▸ **Exercise input**:
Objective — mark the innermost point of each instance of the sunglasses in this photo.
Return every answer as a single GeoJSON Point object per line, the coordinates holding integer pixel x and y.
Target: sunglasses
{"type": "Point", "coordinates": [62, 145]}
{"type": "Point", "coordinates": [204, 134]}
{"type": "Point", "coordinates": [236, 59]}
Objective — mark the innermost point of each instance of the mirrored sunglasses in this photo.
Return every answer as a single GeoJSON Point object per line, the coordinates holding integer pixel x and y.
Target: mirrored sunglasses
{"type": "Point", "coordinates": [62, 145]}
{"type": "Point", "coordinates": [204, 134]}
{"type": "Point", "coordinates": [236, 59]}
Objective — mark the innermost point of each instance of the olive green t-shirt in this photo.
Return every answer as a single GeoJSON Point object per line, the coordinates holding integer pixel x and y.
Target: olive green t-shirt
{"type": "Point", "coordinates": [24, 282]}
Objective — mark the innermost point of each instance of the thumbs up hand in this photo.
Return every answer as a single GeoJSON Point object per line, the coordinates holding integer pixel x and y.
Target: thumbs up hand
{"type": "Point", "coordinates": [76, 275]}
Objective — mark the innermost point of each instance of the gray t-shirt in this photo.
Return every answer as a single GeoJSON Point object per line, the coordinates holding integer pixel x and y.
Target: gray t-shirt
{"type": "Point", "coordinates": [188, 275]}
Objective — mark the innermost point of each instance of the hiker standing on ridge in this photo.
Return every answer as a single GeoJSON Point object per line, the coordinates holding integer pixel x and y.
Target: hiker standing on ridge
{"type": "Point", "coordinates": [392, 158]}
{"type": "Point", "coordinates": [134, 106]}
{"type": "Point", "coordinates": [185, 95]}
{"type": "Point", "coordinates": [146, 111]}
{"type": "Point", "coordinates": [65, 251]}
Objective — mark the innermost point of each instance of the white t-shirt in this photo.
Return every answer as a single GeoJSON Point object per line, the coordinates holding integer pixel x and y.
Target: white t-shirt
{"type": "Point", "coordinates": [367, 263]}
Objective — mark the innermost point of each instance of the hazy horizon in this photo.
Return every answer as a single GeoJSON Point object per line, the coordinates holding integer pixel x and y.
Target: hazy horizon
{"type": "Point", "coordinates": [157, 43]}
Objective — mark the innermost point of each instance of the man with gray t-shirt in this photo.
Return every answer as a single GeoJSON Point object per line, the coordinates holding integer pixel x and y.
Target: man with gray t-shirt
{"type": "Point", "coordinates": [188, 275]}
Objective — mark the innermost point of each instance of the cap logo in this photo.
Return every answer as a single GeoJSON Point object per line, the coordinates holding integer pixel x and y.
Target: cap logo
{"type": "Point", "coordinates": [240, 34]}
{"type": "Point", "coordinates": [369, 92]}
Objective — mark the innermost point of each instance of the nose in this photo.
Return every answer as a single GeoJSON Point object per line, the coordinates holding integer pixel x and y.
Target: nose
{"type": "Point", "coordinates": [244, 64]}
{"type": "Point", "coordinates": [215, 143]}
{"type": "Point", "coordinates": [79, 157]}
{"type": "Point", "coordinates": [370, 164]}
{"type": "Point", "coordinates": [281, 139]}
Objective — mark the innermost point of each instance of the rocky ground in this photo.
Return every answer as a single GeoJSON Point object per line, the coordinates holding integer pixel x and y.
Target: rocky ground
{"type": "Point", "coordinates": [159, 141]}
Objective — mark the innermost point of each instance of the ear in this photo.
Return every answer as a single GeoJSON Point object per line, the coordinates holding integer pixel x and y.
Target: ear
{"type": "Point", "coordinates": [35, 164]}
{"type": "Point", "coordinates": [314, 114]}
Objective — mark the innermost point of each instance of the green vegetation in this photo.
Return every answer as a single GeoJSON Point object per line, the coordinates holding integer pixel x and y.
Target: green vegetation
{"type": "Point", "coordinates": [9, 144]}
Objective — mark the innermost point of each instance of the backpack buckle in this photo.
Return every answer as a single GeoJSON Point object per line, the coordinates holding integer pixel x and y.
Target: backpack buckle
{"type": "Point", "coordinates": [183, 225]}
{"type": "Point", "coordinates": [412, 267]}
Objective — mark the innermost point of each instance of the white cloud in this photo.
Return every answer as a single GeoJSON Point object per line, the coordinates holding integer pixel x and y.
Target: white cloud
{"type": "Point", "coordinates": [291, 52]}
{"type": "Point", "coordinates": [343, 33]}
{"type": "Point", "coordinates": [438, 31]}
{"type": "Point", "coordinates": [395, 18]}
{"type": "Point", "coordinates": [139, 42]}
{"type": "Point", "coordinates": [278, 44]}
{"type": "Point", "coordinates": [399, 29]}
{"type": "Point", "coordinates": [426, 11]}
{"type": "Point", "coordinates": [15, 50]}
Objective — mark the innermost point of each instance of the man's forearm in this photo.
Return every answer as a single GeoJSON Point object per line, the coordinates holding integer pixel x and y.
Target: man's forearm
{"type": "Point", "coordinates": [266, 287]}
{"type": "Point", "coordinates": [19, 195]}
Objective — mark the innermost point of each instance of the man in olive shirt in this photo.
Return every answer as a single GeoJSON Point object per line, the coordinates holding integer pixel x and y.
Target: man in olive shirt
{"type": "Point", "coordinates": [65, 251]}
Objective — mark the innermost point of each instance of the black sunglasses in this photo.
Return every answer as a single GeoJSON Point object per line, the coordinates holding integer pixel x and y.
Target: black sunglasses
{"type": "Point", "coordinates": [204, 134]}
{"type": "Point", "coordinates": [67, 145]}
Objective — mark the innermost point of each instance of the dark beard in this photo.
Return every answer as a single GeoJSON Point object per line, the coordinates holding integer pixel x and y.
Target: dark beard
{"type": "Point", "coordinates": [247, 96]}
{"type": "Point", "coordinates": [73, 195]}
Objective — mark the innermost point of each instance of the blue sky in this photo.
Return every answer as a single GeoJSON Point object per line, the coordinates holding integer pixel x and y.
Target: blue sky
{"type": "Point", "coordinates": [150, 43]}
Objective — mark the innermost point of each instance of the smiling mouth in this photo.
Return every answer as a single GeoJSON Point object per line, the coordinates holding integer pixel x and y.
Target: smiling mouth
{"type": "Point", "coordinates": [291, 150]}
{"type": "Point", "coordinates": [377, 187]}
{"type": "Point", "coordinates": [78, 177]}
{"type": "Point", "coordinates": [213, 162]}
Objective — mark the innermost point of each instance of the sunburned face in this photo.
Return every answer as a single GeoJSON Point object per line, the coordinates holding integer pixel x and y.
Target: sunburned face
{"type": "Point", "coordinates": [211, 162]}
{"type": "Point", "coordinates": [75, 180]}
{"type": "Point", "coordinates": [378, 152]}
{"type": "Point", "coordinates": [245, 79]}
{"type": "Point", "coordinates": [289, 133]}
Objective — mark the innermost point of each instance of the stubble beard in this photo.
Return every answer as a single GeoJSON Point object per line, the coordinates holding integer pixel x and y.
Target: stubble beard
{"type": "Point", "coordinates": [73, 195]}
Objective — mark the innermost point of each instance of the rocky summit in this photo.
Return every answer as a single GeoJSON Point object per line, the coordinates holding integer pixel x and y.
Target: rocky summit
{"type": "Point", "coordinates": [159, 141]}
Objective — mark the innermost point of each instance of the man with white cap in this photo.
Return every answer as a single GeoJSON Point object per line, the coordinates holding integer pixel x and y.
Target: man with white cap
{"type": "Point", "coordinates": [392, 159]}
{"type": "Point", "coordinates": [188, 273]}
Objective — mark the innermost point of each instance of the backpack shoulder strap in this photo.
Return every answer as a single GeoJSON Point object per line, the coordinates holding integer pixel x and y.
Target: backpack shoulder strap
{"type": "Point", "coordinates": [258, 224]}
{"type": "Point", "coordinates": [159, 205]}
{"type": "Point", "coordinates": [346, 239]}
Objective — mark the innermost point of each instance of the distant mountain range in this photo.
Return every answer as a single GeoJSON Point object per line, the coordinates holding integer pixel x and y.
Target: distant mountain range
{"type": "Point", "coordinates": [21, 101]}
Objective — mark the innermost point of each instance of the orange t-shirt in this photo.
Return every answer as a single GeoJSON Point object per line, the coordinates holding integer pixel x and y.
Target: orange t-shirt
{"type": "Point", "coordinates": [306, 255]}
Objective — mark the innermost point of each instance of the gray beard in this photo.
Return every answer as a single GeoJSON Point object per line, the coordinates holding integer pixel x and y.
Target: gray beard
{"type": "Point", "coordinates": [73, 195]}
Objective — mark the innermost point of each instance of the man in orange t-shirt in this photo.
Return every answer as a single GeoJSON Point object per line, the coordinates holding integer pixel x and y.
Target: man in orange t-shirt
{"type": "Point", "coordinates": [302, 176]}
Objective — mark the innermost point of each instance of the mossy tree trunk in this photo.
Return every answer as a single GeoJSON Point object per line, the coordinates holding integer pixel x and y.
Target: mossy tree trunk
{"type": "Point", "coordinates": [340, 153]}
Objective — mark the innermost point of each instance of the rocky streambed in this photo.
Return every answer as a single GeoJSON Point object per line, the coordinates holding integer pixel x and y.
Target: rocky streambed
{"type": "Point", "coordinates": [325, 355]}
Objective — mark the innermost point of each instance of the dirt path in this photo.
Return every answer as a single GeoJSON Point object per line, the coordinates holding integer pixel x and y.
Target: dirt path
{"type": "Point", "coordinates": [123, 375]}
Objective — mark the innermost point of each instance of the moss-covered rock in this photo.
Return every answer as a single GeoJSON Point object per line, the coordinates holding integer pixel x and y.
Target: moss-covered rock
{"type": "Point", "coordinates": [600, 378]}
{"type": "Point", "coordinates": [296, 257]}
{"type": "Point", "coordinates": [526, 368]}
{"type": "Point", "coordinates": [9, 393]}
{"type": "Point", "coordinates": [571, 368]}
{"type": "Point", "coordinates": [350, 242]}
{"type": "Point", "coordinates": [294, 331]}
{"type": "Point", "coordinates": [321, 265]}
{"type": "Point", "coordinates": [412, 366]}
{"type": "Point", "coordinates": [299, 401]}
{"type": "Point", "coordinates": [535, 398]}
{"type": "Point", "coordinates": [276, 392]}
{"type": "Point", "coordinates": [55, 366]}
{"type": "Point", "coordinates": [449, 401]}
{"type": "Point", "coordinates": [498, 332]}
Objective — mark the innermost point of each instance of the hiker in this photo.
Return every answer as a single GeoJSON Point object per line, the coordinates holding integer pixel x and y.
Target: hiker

▸ **Task directions**: Given the records above, return exactly the lines starting at the line containing "Target: stubble beard" and ending at the line containing "cap in this photo.", including both.

▸ **Result**:
Target: stubble beard
{"type": "Point", "coordinates": [73, 195]}
Objective — mark the innermost point of each instance of the rocky summit in this photo.
Return every answer as a single GeoJSON Point object per line, the coordinates holding integer pixel x and y.
Target: rocky summit
{"type": "Point", "coordinates": [159, 141]}
Objective — mark the innermost point of each instance of the man with white cap in this photo.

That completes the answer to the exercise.